> KUTIPAN BACAAN:
▬▬▬▬▬▬▬▬▬▬

BICARAINDONESIA-Medan : Dari total 2,5 juta jiwa penduduk Kota Medan, hingga kini tercatat sudah 96,77 persen yang tercover Universal Health Coverage (UHC). Artinya, masih ada 90.000-an jiwa yang belum mendapatkan hak tersebut.
“Target di Pusat untuk tahun 2024, target itu harus mencapai 98 persen. Jadi, untuk Medan butuh sekitar 30.000 lagi agar target 98 persen itu tercapai,” kata Kabag Kepesertaan BPJS Kesehatan Medan Supriyanto pada Seri Diskusi dengan topik Masyarakat Bertanya BPJS Menjawab yang difasilitasi Ombudsman RI Perwakilan Sumatera Utara, Jumat (12/5/2023).
Dalam kegiatan yang berlangsung di Kantor Ombudsman Sumut Jalan Sei Besitang, Medan itu, hadir sebagai narasumber Kabag Kepesertaan BPJS Kesehatan Medan, Supriyanto, dan Kepala Cabang BPJS Ketenagakerjaan dr Suci.

▬▬▬▬▬▬▬▬▬▬

> TUGAS YANG DIKERJAKAN:
A - Tuliskan kembali bagian kutipan bacaan dari "BICARAINDONESIA-Medan : Dari" sampai "mendapatkan hak tersebut." tanpa perubahan sedikit pun.
B - Tentukan apakah setiap pernyataan berikut sesuai dengan kutipan bacaan, lalu jawab ya atau tidak disertai kata-kata penentu dari kutipan tersebut yang dikutip persis.
(i) Jumlah total penduduk Kota Medan adalah 2,5 juta jiwa.
(ii) Target pusat untuk tahun 2024 adalah 96,77 persen.
(iii) Kegiatan tersebut berlangsung di Kantor Ombudsman Sumut Jalan Sei Besitang, Medan.
C - Jawablah pertanyaan berikut berdasarkan kutipan bacaan.
(i) Berapa persen penduduk Kota Medan yang tercatat sudah tercover Universal Health Coverage (UHC)?
(ii) Lembaga apa yang memfasilitasi Seri Diskusi bertopik Masyarakat Bertanya BPJS Menjawab?
(iii) Siapa Kepala Cabang BPJS Ketenagakerjaan yang hadir sebagai narasumber?

> INFORMASI:
▬▬▬▬▬▬▬▬▬▬

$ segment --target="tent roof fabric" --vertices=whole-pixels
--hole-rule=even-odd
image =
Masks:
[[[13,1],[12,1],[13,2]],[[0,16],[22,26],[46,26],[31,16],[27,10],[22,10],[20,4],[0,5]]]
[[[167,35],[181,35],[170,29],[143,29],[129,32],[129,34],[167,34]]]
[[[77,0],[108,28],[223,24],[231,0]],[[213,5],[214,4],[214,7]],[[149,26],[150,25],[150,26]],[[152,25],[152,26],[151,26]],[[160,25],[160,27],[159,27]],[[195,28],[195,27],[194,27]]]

▬▬▬▬▬▬▬▬▬▬

> HASIL PENGERJAAN:
A -
BICARAINDONESIA-Medan : Dari total 2,5 juta jiwa penduduk Kota Medan, hingga kini tercatat sudah 96,77 persen yang tercover Universal Health Coverage (UHC). Artinya, masih ada 90.000-an jiwa yang belum mendapatkan hak tersebut.

B -
(i) Ya: "Dari total 2,5 juta jiwa penduduk Kota Medan"
(ii) Tidak: "Target di Pusat untuk tahun 2024, target itu harus mencapai 98 persen."
(iii) Ya: "Dalam kegiatan yang berlangsung di Kantor Ombudsman Sumut Jalan Sei Besitang, Medan itu"

C -
(i) 96,77 persen
(ii) Ombudsman RI Perwakilan Sumatera Utara
(iii) dr Suci